::: Records for the exercise

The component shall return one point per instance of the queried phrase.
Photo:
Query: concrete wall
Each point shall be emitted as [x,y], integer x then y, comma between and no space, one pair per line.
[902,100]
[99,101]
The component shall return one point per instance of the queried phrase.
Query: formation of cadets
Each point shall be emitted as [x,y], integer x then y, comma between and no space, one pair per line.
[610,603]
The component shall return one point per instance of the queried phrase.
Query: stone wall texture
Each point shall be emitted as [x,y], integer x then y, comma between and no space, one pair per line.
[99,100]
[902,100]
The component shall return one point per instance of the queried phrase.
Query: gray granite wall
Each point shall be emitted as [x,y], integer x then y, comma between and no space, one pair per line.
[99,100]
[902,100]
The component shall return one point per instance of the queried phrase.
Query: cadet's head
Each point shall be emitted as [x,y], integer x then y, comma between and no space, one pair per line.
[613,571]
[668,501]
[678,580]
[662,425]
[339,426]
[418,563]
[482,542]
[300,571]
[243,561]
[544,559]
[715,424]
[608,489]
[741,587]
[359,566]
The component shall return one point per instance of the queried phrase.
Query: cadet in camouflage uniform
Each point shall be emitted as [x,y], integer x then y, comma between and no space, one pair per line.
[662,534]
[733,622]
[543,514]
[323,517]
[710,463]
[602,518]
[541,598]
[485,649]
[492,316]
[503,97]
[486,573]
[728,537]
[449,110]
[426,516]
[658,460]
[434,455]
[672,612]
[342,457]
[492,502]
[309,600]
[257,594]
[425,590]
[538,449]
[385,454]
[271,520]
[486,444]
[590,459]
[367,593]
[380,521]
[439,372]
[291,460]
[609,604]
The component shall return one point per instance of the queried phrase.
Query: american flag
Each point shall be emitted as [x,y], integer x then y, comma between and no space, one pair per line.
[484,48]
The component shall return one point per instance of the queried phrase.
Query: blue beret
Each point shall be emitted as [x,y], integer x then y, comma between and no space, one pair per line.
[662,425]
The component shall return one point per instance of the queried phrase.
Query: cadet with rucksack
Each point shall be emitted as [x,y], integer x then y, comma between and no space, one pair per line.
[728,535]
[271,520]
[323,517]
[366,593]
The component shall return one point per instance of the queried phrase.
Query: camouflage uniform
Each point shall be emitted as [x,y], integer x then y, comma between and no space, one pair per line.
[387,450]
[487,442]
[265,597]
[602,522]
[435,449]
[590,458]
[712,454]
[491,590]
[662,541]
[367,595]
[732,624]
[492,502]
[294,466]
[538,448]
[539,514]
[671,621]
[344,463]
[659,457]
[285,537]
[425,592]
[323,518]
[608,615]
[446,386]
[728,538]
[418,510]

::::::

* Try it
From the listing above, extract every line exactly as it stands.

* Solution to the problem
The component shall return one point per instance of the queried phrase.
Photo:
Query: concrete wall
Each point shall be emitted as [x,y], integer x then y, comma between and no space, one pair per line.
[902,100]
[99,101]
The component shall return one point per instance of the queried phrase.
Query: formation of cadets
Each point shall be emitted as [x,y], integer x then y, comma between and no space, one pair per line.
[610,603]
The component shall return one point per instance of the queried phrase.
Query: stone wall texture
Each point shall be emitted as [x,y], integer x then y, comma between and no space, one pair per line.
[99,100]
[902,100]
The component shall return one point per instance of the queried phrase.
Query: gray granite wall
Each point shall be emitted as [x,y], integer x then y, comma between and no space, one pair per line.
[99,100]
[902,100]
The component shall return one point per instance of the queried phrase.
Query: cadet's head
Each point shall be emitted as [x,y], integer x then y, comma between and no space, one pair per line.
[613,571]
[668,501]
[678,580]
[662,425]
[339,426]
[418,563]
[482,542]
[300,571]
[243,561]
[544,559]
[715,424]
[608,489]
[741,587]
[359,566]
The component shall return one point per instance of the queried phrase.
Query: cadet in camouflage uniform
Each point shall be emitted as [x,y], integer x then y, comma between and no space, one pair per line.
[662,534]
[733,622]
[543,514]
[323,517]
[710,463]
[602,518]
[541,598]
[485,649]
[492,316]
[503,97]
[486,573]
[728,537]
[449,110]
[426,516]
[658,460]
[434,455]
[672,612]
[342,457]
[492,502]
[309,600]
[257,594]
[425,590]
[538,449]
[385,454]
[271,520]
[486,444]
[590,459]
[367,593]
[380,521]
[439,372]
[291,460]
[609,604]
The component shall return one point per instance of the queried phrase.
Query: american flag
Each point shall be emitted as [x,y], integer x then y, comma between and no space, one pair per line.
[484,48]
The component shall return one point per instance of the queried phrase.
Query: blue beret
Each point shall be emitted as [x,y], integer x then y, comma between and no space, one pair per line.
[662,425]
The component shall return one point per instance of the queried phrase.
Query: cadet with rucksack
Each point shall be emitted as [x,y], integer x then y, comma between and no space, one pair per line.
[728,535]
[271,520]
[323,517]
[366,593]
The component shall return one point per instance of the queried phrase.
Query: camouflage uniform
Each point shall be emitted as [x,y], integer x then y, comma between and no space, one pair per line.
[387,450]
[487,442]
[265,597]
[602,522]
[435,449]
[590,458]
[712,454]
[491,590]
[662,541]
[367,595]
[732,624]
[492,502]
[294,466]
[538,448]
[539,514]
[671,621]
[344,463]
[659,457]
[285,537]
[425,592]
[323,518]
[608,615]
[446,386]
[728,538]
[418,510]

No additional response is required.